§ Excerpt to read:
☆ ☆ ☆ ☆ ☆ ☆ ☆

Irish nationalists should be slow to use Nazi analogy Eric Waugh – 21 October 2005

I have been reflecting on all this in the light of our recent bout of mutual, communal abuse. Unionists have been likened to Nazis. It reveals how a notion of victimhood, if inculcated and dwelt upon, can corrode the consciousness of a people.

The Republic has cast itself as the victim of the British for all of its 80-odd years: it still does. But it has achieved this at the cost of wiping from its national consciousness as much as it could of one half of its heritage: the visibly British part. The irony that, in 1966, republicans imported French plastiqueurs, of all people, to blow up the Nelson Pillar on O'Connell Street in Dublin will not be lost on many.

Nowadays southern Protestants bristle at the slightest Northern criticism of the South and laud their unalloyed civil liberties. But the few disciples of the Anglo-Irish tradition left, survive by keeping quiet: no poppies in November please and no Union Jacks with the others outside hotels.

History is taught through a haze of green. So some think the unionists were Nazis. Good heavens, unionists could be a disgrace: the residential vote in council elections should have been abolished when the rest of the UK did it in 1945. Basil Brooke should have employed Catholics.

Even so, the cry of one-man-one-vote in 1966 was a fraud: no one was ever denied a Stormont or a Westminster vote, though gerry-mandering denied nationalists council seats; but even this was not all one way.

☆ ☆ ☆ ☆ ☆ ☆ ☆

§ Exercise directions: According to the column on the Nazi analogy, whom did republicans import in 1966 to blow up the Nelson Pillar? The rows after this column aren't needed.

Position identification records:
☆ ☆ ☆ ☆ ☆ ☆ ☆

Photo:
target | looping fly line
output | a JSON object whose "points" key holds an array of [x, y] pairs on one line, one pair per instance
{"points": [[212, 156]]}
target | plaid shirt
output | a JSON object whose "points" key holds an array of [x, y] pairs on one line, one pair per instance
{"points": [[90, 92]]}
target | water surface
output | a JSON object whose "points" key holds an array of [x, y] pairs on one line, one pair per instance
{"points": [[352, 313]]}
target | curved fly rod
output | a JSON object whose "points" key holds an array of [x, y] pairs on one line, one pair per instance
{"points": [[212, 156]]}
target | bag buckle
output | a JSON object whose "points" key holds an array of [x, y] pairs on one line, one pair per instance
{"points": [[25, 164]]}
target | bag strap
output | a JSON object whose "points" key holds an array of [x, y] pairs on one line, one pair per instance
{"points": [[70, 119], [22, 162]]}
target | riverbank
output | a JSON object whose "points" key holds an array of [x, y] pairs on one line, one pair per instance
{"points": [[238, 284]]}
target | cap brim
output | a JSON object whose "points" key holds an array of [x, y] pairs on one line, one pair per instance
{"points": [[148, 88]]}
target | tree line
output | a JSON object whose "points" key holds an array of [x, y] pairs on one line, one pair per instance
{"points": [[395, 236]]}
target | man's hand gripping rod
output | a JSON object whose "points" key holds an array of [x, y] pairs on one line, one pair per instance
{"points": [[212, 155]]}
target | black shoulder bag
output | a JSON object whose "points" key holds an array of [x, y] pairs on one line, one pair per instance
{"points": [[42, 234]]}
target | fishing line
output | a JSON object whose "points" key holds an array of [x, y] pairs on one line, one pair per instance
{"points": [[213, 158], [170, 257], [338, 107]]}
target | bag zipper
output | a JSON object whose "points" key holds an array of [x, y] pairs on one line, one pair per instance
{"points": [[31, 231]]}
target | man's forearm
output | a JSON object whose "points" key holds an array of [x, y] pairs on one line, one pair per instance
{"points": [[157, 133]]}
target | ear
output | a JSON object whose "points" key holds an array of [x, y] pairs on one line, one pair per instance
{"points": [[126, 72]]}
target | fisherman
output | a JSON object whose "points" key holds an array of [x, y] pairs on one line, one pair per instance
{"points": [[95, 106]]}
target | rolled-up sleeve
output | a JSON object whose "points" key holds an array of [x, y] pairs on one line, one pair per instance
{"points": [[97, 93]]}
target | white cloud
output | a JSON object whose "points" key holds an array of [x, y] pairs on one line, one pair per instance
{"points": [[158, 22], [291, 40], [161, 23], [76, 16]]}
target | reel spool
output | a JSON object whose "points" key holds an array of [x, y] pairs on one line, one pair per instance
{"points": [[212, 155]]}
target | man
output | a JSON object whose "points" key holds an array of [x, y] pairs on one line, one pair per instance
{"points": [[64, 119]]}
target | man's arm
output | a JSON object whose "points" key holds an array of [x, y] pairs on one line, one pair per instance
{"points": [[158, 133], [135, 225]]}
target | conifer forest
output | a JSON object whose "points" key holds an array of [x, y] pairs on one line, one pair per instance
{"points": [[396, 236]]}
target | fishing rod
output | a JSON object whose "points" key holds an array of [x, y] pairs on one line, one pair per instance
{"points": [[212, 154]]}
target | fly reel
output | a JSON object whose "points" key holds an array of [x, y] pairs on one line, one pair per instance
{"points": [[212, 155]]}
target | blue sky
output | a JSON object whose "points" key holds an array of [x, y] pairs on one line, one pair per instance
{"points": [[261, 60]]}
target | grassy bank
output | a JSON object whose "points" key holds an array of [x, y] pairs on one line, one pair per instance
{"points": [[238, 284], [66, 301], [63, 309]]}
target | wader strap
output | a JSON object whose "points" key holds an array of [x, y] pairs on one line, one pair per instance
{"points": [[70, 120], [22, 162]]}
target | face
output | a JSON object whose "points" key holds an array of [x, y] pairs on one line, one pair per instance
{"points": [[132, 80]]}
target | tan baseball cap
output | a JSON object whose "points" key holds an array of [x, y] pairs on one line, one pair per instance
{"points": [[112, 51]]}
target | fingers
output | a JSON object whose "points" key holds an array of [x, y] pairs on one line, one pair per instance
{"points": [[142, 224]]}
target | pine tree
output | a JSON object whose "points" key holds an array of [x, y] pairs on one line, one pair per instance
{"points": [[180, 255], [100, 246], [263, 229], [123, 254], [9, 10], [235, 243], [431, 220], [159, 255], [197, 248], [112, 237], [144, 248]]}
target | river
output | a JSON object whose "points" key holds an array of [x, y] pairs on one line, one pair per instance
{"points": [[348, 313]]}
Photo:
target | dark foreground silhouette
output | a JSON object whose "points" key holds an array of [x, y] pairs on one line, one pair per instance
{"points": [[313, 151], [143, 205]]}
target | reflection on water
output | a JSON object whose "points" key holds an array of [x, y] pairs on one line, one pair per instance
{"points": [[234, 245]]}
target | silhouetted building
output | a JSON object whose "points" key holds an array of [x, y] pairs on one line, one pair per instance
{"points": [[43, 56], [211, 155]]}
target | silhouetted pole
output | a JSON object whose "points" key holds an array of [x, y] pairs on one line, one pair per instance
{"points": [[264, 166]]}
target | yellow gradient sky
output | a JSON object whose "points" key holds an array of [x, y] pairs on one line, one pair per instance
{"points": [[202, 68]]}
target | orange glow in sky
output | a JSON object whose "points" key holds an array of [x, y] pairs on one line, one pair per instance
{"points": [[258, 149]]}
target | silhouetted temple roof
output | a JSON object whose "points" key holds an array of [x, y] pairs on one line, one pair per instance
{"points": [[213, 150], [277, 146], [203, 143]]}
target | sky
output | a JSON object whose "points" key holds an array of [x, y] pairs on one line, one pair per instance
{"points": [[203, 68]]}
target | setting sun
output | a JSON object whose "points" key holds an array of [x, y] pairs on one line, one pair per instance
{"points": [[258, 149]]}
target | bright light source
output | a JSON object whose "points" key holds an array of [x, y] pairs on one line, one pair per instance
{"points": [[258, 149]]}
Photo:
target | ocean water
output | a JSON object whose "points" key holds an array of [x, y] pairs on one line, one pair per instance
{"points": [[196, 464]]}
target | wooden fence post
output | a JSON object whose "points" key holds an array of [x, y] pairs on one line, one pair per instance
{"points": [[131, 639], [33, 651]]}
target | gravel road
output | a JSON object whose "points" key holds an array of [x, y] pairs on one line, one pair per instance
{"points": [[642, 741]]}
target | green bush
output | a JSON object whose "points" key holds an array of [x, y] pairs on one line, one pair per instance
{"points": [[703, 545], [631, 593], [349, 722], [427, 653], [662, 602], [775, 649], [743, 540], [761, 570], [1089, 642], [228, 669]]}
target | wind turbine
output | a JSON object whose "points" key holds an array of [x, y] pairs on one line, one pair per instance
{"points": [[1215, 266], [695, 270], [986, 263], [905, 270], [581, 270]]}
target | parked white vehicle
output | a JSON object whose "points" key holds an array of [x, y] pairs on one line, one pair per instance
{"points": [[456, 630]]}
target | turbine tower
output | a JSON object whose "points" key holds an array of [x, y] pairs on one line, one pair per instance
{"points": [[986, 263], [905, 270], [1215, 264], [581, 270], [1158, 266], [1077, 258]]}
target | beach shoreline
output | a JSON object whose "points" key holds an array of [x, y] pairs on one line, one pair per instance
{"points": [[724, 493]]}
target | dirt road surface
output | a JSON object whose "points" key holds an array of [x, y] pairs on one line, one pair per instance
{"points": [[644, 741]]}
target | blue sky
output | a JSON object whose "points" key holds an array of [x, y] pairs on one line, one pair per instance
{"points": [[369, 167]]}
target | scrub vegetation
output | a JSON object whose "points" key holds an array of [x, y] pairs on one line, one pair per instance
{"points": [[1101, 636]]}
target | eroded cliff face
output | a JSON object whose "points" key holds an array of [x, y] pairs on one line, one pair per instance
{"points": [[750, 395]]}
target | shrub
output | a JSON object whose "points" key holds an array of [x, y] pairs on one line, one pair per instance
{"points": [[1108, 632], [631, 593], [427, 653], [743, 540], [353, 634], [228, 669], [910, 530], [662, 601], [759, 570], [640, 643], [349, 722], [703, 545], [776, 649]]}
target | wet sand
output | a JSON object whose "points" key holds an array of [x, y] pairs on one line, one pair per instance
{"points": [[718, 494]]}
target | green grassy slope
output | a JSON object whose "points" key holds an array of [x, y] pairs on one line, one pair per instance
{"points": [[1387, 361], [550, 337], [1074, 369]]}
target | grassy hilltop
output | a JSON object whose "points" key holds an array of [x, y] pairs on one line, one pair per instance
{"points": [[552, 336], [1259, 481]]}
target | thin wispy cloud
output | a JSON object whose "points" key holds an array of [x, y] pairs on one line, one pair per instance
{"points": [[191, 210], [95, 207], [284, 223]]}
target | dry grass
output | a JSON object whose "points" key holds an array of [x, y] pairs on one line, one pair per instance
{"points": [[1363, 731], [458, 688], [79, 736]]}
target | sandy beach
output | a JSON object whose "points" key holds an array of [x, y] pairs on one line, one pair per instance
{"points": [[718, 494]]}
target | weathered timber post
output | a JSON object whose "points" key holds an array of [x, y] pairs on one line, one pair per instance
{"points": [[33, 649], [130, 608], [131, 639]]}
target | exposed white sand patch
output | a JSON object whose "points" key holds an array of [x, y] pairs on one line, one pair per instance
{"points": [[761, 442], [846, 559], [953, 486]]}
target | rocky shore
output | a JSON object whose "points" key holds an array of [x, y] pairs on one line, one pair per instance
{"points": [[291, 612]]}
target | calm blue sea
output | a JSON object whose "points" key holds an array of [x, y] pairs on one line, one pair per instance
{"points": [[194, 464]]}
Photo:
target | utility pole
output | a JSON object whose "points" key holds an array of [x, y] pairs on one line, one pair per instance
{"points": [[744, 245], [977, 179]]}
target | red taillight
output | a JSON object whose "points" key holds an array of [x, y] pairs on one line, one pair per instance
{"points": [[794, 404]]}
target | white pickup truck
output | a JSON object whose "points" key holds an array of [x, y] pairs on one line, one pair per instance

☆ ☆ ☆ ☆ ☆ ☆ ☆

§ Answer below: French plastiqueurs.